=== AVAILABLE RECORDS ===

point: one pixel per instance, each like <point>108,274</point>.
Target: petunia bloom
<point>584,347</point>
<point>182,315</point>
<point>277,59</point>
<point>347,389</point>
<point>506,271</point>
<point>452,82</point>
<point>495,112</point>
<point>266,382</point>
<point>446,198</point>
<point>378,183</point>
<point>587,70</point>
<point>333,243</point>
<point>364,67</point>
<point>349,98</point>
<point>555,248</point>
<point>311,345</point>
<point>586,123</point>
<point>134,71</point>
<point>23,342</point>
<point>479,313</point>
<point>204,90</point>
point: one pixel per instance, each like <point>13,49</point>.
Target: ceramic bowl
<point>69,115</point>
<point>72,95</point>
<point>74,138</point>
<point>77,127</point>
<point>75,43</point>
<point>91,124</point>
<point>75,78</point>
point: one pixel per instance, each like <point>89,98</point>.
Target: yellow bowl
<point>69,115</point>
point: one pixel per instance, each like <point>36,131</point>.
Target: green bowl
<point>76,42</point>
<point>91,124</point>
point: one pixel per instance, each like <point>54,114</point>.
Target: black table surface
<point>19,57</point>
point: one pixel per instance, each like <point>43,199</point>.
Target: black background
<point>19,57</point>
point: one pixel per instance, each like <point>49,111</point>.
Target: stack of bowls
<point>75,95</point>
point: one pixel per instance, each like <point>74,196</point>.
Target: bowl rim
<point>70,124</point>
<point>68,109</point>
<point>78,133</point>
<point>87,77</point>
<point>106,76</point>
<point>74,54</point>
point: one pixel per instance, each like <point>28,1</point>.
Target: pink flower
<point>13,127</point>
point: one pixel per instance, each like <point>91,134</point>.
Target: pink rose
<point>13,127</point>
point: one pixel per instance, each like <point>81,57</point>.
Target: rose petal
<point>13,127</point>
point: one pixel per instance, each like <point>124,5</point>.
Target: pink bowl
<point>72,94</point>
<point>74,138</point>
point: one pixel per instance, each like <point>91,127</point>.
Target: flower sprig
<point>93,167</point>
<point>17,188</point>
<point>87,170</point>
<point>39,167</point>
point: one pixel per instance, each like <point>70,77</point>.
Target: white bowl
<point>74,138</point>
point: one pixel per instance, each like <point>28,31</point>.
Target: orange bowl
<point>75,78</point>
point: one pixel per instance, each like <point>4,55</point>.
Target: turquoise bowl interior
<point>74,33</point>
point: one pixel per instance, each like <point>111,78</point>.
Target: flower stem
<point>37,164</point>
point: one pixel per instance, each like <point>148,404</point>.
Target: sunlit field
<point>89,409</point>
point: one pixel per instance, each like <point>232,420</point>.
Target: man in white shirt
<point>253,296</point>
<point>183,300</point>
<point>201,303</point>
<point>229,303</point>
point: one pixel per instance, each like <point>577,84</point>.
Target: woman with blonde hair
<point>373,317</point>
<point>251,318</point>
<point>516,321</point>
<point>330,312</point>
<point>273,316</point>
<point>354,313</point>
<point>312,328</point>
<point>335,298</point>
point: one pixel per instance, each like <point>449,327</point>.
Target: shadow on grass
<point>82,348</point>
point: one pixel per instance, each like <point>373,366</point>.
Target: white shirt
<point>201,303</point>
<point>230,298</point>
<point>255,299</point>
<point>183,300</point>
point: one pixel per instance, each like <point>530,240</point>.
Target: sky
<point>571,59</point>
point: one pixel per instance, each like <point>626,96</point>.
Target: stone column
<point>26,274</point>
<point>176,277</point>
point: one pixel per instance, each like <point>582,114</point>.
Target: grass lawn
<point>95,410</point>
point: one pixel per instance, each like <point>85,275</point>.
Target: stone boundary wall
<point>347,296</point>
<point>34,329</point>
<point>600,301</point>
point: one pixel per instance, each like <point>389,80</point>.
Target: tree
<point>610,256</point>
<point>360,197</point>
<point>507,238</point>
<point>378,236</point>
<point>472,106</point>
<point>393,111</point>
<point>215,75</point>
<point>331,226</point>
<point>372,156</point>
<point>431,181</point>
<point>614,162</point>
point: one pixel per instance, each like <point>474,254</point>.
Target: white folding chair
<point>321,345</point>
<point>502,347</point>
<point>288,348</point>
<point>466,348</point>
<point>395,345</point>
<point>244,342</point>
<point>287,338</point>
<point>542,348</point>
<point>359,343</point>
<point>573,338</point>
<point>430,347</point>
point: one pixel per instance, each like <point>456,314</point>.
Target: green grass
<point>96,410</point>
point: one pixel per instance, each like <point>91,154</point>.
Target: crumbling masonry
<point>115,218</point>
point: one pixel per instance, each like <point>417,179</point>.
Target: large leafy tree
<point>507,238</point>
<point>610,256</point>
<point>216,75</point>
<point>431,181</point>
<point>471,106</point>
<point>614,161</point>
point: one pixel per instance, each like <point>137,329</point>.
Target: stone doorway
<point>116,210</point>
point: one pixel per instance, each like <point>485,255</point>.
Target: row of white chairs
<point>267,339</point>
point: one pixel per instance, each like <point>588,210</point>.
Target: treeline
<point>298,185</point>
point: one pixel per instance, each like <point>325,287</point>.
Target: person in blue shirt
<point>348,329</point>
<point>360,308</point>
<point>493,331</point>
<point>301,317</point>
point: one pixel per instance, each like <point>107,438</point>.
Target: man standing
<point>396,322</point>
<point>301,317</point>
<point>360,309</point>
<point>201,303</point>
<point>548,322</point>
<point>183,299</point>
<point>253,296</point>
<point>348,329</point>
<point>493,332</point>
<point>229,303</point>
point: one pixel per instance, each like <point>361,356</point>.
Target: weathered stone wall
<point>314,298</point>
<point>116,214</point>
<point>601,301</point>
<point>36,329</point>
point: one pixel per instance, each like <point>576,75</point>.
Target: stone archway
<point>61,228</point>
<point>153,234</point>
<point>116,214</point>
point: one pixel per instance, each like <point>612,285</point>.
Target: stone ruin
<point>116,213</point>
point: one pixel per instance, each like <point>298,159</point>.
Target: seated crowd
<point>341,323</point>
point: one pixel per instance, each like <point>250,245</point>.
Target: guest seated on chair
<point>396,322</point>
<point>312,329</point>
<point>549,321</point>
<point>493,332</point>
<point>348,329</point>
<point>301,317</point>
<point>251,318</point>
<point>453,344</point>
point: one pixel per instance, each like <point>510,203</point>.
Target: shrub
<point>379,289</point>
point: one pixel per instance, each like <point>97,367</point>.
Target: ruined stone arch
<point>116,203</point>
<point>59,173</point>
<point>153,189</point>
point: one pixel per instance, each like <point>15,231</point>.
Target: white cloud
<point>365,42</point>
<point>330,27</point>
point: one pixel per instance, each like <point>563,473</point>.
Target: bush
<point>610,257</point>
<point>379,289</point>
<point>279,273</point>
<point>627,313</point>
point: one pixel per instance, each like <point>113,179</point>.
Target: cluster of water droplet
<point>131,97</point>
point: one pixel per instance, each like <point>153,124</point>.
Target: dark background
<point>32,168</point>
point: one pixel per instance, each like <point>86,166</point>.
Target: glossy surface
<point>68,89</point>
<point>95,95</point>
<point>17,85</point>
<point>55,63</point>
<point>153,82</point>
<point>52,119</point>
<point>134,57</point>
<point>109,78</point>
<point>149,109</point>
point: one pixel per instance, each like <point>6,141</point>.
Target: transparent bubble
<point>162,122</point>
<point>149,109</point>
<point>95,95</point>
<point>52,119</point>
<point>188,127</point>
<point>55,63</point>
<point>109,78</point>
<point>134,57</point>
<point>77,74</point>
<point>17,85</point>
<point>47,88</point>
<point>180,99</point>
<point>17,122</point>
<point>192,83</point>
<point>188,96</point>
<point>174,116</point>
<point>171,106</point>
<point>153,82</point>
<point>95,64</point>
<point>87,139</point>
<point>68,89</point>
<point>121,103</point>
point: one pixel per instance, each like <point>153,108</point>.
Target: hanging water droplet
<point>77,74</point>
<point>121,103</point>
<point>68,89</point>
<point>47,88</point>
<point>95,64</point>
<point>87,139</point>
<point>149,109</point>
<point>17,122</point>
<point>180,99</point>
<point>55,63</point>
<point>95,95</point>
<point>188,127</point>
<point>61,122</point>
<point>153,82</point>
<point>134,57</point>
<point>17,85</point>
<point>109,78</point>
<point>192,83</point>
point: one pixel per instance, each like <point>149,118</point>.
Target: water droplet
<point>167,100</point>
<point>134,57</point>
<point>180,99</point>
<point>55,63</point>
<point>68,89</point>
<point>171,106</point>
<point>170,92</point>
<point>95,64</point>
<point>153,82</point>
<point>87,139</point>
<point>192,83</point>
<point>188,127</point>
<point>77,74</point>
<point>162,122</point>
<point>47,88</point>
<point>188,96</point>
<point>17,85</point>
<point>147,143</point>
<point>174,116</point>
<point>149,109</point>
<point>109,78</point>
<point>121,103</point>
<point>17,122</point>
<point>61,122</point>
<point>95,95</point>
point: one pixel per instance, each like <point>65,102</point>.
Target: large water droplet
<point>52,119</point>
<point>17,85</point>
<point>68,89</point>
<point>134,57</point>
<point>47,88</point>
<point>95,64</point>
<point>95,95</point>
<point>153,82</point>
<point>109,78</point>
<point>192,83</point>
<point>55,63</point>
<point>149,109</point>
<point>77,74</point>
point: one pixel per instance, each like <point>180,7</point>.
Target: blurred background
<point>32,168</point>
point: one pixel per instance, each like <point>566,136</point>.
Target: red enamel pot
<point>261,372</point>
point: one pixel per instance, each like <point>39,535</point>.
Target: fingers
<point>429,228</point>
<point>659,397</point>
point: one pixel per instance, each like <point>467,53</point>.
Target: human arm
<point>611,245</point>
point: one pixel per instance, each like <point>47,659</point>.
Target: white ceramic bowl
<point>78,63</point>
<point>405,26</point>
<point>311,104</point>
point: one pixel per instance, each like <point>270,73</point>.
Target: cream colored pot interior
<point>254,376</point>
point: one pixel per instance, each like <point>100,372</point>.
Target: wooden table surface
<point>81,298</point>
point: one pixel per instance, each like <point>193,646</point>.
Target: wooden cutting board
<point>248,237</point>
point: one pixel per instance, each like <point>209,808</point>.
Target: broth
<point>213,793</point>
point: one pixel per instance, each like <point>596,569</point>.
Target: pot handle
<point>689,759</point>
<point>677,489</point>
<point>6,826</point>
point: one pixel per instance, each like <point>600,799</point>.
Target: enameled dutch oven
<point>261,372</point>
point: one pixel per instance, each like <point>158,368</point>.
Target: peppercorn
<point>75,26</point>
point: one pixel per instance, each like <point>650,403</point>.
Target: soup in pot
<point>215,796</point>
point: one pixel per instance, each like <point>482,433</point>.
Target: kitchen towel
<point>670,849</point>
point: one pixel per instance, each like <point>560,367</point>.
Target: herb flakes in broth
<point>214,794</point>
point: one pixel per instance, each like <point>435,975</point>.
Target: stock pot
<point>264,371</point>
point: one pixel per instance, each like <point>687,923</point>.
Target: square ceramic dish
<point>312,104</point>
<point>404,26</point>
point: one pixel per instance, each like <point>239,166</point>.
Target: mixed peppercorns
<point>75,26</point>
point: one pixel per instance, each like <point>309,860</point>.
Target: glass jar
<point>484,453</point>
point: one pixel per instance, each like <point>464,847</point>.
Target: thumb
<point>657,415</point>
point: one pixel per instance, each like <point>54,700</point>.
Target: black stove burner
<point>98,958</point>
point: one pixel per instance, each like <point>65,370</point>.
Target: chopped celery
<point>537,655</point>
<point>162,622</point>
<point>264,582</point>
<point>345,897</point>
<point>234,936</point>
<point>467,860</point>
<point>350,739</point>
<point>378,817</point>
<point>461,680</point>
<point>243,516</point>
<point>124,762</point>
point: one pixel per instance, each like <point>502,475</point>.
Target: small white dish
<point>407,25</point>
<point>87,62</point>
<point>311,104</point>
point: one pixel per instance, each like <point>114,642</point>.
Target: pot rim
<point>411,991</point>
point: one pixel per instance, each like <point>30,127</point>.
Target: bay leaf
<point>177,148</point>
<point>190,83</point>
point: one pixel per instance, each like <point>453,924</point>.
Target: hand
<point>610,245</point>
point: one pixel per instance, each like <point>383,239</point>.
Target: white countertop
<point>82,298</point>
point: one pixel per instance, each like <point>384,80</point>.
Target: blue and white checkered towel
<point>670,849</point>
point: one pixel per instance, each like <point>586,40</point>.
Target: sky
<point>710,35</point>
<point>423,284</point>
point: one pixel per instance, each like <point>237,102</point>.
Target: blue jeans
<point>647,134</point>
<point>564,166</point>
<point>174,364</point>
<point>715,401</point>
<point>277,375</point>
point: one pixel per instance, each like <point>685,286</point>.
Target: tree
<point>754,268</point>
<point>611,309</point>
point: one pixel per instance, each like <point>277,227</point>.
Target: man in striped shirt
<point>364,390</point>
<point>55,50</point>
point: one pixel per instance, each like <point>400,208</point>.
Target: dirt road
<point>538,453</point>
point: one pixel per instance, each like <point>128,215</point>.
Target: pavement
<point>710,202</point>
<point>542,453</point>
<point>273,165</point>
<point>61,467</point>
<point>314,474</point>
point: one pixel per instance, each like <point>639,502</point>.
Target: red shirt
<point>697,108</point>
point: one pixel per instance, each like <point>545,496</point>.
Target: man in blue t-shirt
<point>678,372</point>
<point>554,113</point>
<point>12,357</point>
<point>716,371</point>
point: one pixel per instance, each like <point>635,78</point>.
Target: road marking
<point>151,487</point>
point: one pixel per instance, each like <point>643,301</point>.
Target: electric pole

===

_EXERCISE_: The required output is every line above from the one with "Target: black background" down to the one with "point: one pixel per instance, each like <point>449,327</point>.", restated word for word, ends included.

_ANSWER SECTION_:
Target: black background
<point>19,57</point>
point: one pixel per instance, each like <point>49,111</point>.
Target: stack of bowls
<point>75,95</point>
point: one pixel per instance, each like <point>74,196</point>.
Target: bowl rim
<point>70,124</point>
<point>68,109</point>
<point>78,133</point>
<point>87,77</point>
<point>106,76</point>
<point>74,54</point>
point: one pixel per instance, each like <point>28,1</point>.
Target: pink flower
<point>13,127</point>
point: one pixel per instance, each like <point>91,134</point>.
Target: pink rose
<point>13,127</point>
point: one pixel per instance, each like <point>81,57</point>.
Target: rose petal
<point>13,127</point>
point: one pixel per instance, each like <point>124,5</point>.
Target: pink bowl
<point>72,94</point>
<point>74,138</point>
point: one pixel per instance, each like <point>91,127</point>.
Target: flower sprig
<point>93,167</point>
<point>17,188</point>
<point>87,170</point>
<point>39,167</point>
point: one pixel per instance, each like <point>70,77</point>.
Target: white bowl
<point>74,138</point>
point: one pixel per instance, each like <point>28,31</point>.
Target: orange bowl
<point>75,78</point>
point: one pixel per instance, each like <point>4,55</point>.
Target: turquoise bowl interior
<point>74,33</point>
point: one pixel per instance, each like <point>111,78</point>.
Target: flower stem
<point>37,164</point>
point: one pixel per instance, each like <point>148,404</point>.
Target: sunlit field
<point>89,409</point>
point: one pixel per instance, each like <point>232,420</point>.
Target: man in white shirt
<point>253,296</point>
<point>183,300</point>
<point>201,303</point>
<point>229,303</point>
point: one pixel per instance, each like <point>577,84</point>.
Target: woman with blonde hair
<point>373,317</point>
<point>251,318</point>
<point>516,321</point>
<point>330,312</point>
<point>273,316</point>
<point>354,313</point>
<point>312,328</point>
<point>335,298</point>
point: one pixel per instance, each like <point>449,327</point>.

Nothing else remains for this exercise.